◆ Required tasks ◆
- a) In the MMPBSA error post, which file does the new error message say cpptraj failed when querying?
- b) Summarize the MMPBSA error post in two sentences.
- c) Rewrite the paragraph of the MMPBSA error post that begins "I applied the patch" as a short bulleted list that keeps its main facts.

◆ Provided passage ◆
◆ ◆ ◆ ◆ ◆

Re: [AMBER] MMPBSA errors: "failed with prmtop" and "failed when querying netcdf trajectory" from Vlad Cojocaru on 2013-11-14 (Amber Archive Nov 2013)

From: Vlad Cojocaru <vlad.cojocaru.mpi-muenster.mpg.de>
Date: Thu, 14 Nov 2013 15:35:48 +0100

Hi Jason,

I applied the patch you sent me for deciphering the "failed when
querying netcdf trajectory" error. However, the error file doesn't say
anything ..
This error is really weird ... It makes no sense that cpptraj does not
read the netcdf ... The file is there and an a serial MMPBSA analysis on
its first frame always works. Besides, even the parallel job runs
sometimes properly (unfortunately rarely so that the crashes are
disturbing) ...

Best wishes
Vlad

--------- new error message after patching -----------------------

OUTPUT:

ERROR:
None

TrajError:
/usr/users/vcojoca/apps/cluster_intel/amber/12_tools-13_intel-13.0_impi-4.1.0_patched/bin/cpptraj
failed when querying oct4_sox2-k57e_cano.cdf
Error occured on rank 0.
Exiting. All files have been retained.

◆ ◆ ◆ ◆ ◆

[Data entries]
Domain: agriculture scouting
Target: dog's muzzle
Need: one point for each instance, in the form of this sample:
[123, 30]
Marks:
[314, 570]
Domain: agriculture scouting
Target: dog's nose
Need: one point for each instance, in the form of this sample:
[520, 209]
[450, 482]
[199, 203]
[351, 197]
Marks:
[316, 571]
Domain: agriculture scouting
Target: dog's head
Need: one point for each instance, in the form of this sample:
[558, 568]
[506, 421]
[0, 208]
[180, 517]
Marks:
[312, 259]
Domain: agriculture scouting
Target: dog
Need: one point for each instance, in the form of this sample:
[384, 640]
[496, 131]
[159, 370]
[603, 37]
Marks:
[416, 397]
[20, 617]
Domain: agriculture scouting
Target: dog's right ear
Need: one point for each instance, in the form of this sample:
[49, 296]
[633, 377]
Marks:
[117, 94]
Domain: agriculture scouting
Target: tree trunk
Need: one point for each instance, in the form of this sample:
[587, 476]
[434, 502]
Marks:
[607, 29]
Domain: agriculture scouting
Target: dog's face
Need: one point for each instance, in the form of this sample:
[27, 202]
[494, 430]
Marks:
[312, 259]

◆ ◆ ◆ ◆ ◆

◆ Responses to the tasks ◆
- a) oct4_sox2-k57e_cano.cdf

- b) After applying Jason's patch for the "failed when querying netcdf trajectory" error, Vlad found that the error file still says nothing useful. The problem seems odd to him because the file is there, a serial MMPBSA analysis on its first frame always works, and the parallel job sometimes runs properly, yet the new message reports that cpptraj failed when querying oct4_sox2-k57e_cano.cdf on rank 0.

- c)
- The patch Jason sent for the "failed when querying netcdf trajectory" error was applied, but the error file says nothing useful.
- It makes no sense that cpptraj cannot read the netcdf file, which is present.
- A serial MMPBSA analysis on its first frame always works.
- The parallel job sometimes runs properly, but only rarely, so the crashes are disturbing.